-- Selected text follows --
The average weight gain, Bouchard reported, was 18 pounds, but the number of pounds gained varied from 9 1/2 to 29 pounds. Identical twins tended to gain nearly identical amounts of weight and tended to put on fat in the same places… When the study ended, however, all the young men effortlessly returned to their original weights, just like the subjects in Sims’s studies of overfeeding…

[E]ach person has a comfortable weight range that the body gravitates to. It might span 10 or 20 pounds – someone might be able to weight anywhere from 120 to 140, for example, without too much effort. That may be why so many people say they could easily gain weight if they just let themselves go; they could, in fact, gain weight, but there is a limit to how much they would gain. Going much above or much below a person’s natural weight range is difficult, and the body fights back by increasing or decreasing the appetite, and increasing or decreasing the metabolism to push the weight back to the range it seeks.
-- Selected text concluded --
Output the stretch of the weight-gain text from "[E]ach person has" through "range it seeks.", word for word. The rows below play no role here.
-- Excerpted records follows --
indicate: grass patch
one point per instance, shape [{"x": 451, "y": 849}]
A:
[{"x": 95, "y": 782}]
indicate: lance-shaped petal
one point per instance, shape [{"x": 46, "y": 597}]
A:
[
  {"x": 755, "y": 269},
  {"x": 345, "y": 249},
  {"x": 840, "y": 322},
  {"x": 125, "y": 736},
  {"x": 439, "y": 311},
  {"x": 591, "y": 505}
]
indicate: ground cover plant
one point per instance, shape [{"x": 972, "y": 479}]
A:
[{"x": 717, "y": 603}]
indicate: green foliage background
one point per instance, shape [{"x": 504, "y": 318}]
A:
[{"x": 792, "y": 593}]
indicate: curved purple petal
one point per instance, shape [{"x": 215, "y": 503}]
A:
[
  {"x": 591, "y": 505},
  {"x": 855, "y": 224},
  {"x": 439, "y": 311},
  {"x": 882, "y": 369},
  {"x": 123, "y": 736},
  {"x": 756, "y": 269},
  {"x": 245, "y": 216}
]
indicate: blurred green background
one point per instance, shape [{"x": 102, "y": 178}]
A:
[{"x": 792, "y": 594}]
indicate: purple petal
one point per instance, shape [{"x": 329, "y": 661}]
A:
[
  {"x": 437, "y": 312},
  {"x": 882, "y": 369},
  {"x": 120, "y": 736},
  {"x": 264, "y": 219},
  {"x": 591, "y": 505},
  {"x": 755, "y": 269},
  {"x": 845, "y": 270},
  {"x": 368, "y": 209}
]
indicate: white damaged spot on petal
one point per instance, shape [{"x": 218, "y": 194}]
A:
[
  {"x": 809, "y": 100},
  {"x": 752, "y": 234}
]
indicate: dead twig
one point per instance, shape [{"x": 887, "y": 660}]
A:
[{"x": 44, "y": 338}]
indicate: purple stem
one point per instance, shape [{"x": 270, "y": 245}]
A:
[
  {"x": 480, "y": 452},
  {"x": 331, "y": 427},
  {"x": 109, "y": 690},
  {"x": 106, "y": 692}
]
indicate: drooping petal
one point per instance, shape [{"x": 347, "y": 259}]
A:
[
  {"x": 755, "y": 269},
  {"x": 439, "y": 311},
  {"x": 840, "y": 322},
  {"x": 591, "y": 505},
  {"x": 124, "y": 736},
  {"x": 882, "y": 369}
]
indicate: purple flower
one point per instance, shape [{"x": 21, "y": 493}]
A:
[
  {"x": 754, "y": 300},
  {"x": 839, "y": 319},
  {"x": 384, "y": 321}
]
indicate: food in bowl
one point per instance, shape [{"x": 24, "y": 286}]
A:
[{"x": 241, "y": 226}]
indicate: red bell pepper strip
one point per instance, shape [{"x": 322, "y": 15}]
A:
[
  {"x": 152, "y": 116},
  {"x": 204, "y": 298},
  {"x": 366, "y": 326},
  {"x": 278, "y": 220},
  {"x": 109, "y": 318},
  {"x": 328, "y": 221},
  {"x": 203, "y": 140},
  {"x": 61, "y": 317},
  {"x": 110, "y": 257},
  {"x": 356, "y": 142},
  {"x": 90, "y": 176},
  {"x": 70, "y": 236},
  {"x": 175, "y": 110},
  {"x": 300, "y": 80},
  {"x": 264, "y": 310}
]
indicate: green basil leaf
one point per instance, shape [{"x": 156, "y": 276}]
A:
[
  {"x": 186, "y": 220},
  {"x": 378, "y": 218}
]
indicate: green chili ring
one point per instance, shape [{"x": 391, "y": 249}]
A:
-- Excerpted records concluded --
# [Solution below]
[E]ach person has a comfortable weight range that the body gravitates to. It might span 10 or 20 pounds – someone might be able to weight anywhere from 120 to 140, for example, without too much effort. That may be why so many people say they could easily gain weight if they just let themselves go; they could, in fact, gain weight, but there is a limit to how much they would gain. Going much above or much below a person’s natural weight range is difficult, and the body fights back by increasing or decreasing the appetite, and increasing or decreasing the metabolism to push the weight back to the range it seeks.